(Pointing and labeling entries)
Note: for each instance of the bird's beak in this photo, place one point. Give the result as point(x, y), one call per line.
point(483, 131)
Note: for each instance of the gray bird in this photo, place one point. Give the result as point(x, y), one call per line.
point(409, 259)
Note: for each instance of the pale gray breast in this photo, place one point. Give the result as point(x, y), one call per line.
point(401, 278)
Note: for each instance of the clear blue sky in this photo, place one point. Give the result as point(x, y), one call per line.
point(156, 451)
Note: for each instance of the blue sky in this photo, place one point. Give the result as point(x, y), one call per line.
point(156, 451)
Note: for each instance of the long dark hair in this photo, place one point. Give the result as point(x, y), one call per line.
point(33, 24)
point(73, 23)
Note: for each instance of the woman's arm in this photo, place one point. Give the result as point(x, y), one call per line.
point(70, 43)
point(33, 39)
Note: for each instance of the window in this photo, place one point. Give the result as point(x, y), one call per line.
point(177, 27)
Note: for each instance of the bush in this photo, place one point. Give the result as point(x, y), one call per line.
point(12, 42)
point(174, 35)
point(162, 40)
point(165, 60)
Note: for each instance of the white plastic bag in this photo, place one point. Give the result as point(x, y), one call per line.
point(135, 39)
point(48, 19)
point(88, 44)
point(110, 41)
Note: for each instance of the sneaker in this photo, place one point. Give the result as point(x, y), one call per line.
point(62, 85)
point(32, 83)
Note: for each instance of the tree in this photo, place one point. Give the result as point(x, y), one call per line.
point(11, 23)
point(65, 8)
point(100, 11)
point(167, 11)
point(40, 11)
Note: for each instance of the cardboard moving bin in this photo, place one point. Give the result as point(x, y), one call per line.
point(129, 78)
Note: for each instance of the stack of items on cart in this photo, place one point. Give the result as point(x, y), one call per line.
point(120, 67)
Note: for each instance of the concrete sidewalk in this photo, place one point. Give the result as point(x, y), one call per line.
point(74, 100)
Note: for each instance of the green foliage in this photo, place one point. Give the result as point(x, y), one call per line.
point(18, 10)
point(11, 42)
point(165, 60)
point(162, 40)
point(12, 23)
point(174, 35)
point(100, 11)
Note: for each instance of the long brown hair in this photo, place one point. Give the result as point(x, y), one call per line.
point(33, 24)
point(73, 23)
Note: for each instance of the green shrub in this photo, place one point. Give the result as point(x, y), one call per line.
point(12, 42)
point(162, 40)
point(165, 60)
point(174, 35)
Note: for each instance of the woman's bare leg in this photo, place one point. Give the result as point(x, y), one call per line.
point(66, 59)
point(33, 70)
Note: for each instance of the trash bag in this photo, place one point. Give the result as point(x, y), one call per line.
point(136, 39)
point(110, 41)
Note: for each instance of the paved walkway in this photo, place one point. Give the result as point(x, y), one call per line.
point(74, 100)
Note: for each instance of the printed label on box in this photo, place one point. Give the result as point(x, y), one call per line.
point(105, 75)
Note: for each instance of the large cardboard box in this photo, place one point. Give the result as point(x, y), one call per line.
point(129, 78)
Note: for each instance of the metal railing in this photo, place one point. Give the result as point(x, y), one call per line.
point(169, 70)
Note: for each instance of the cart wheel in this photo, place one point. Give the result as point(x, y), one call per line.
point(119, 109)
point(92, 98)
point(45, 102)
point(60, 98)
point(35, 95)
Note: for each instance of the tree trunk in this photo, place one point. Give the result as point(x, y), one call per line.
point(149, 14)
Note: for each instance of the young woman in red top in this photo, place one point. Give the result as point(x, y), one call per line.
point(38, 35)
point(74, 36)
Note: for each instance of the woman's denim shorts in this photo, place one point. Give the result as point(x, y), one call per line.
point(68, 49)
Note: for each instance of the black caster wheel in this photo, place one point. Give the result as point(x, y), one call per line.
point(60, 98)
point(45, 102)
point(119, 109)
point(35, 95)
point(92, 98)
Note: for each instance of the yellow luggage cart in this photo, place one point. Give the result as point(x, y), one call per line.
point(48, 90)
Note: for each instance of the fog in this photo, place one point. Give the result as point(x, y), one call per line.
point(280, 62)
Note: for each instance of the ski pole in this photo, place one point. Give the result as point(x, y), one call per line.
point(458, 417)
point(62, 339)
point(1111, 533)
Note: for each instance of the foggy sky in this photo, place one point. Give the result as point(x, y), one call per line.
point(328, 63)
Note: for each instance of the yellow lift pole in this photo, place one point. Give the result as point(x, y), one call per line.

> Brief: Convert every line of the entries above into a numbered list, omitting any blank lines.

> Output for this task:
1. Note: for each instance of the bird's beak in this photo, place one point. Give the result as point(x, y), one call per line.
2. point(483, 131)
3. Note: for each instance of the gray bird in this photo, place one point. Give the result as point(x, y), one call per line.
4. point(409, 259)
5. Note: for each instance of the pale gray breast in this photo, place one point. Give the result as point(x, y), one call per line.
6. point(401, 278)
7. Note: for each instance of the clear blue sky in this photo, place one point. Give the result as point(x, y), one call per line.
8. point(156, 451)
9. Note: for each instance of the blue sky in this photo, place one point. Give the result as point(x, y), one call per line.
10. point(156, 451)
11. Note: for each instance of the long dark hair in this photo, place one point. Give the result as point(x, y), one call per line.
12. point(33, 24)
13. point(73, 23)
14. Note: for each instance of the woman's arm in this photo, place one point. Give the result as point(x, y), one call per line.
15. point(70, 43)
16. point(33, 39)
17. Note: for each instance of the window in this photo, place one point. Give the result as point(x, y), one call per line.
18. point(177, 27)
19. Note: for each instance of the bush in this photo, place one point. Give the result as point(x, y), one call per line.
20. point(12, 42)
21. point(174, 35)
22. point(162, 40)
23. point(165, 60)
24. Note: for each instance of the white plastic bag in this photo, place one point. Give the result as point(x, y), one call per line.
25. point(135, 39)
26. point(48, 19)
27. point(88, 44)
28. point(110, 41)
29. Note: for each instance of the sneaker in this photo, place one point. Give the result as point(x, y), one call per line.
30. point(62, 85)
31. point(32, 83)
32. Note: for each instance of the tree in this photo, place one point. Give the result as point(x, y), one call per line.
33. point(11, 23)
34. point(65, 8)
35. point(100, 11)
36. point(167, 11)
37. point(40, 11)
38. Note: for each instance of the cardboard moving bin in this photo, place one point. Give the result as point(x, y), one call per line.
39. point(129, 78)
40. Note: for each instance of the stack of items on cart in this photo, place one point. Give the result as point(x, y), one call per line.
41. point(120, 67)
42. Note: for each instance of the concrete sidewalk in this photo, place one point. Give the result as point(x, y), one call per line.
43. point(74, 100)
44. Note: for each instance of the green foliage in this photo, place one point. Give the result as point(x, y), one call per line.
45. point(18, 10)
46. point(11, 42)
47. point(165, 60)
48. point(162, 40)
49. point(12, 23)
50. point(174, 35)
51. point(100, 11)
52. Note: for each instance of the long brown hair in this photo, place one point. Give the result as point(x, y), one call per line.
53. point(33, 24)
54. point(73, 23)
55. Note: for each instance of the green shrub in this photo, place one point. Give the result as point(x, y), one call per line.
56. point(12, 42)
57. point(162, 40)
58. point(165, 60)
59. point(174, 35)
60. Note: for each instance of the woman's bare leg in this photo, place one point. Give the result as point(x, y), one call per line.
61. point(66, 59)
62. point(33, 70)
63. Note: for each instance of the trash bag in this photo, place one point. Give the result as point(x, y), one call per line.
64. point(136, 39)
65. point(110, 41)
66. Note: for each instance of the paved walkway in this photo, place one point. Give the result as point(x, y), one call per line.
67. point(74, 100)
68. Note: for each instance of the printed label on box in this photo, place one point. Give the result as point(x, y), one call per line.
69. point(105, 75)
70. Note: for each instance of the large cardboard box in this photo, place one point. Give the result as point(x, y), one call per line.
71. point(129, 78)
72. Note: for each instance of the metal railing in this photo, place one point. Give the result as point(x, y), one call per line.
73. point(169, 70)
74. Note: for each instance of the cart wheel in this photo, place one point. Give the result as point(x, y), one call per line.
75. point(119, 109)
76. point(92, 98)
77. point(45, 102)
78. point(60, 98)
79. point(35, 95)
80. Note: for each instance of the tree trunk in this photo, place one point. Give the result as point(x, y), one call per line.
81. point(149, 14)
82. Note: for each instance of the young woman in red top in this photo, place one point. Give the result as point(x, y), one call per line.
83. point(38, 35)
84. point(74, 36)
85. Note: for each instance of the woman's denim shorts in this photo, place one point. Give the result as point(x, y), one call per line.
86. point(68, 49)
87. Note: for each instance of the black caster wheel in this photo, place one point. Give the result as point(x, y), one call per line.
88. point(60, 98)
89. point(45, 102)
90. point(119, 109)
91. point(35, 95)
92. point(92, 98)
93. Note: for each instance of the yellow luggage cart in this photo, place one point. Give the result as point(x, y), one call per line.
94. point(48, 90)
95. Note: for each instance of the fog in this photo, place one point. Give the result as point(x, y), one call per line.
96. point(280, 62)
97. Note: for each instance of the ski pole in this photo, place one point. Give the result as point(x, y), one call per line.
98. point(458, 417)
99. point(62, 339)
100. point(1111, 533)
101. Note: for each instance of the foggy sky in this photo, place one point. Give the result as point(x, y), one call per line.
102. point(328, 63)
103. Note: for each instance of the yellow lift pole in this photo, place one point. Give the result as point(x, y), one call per line.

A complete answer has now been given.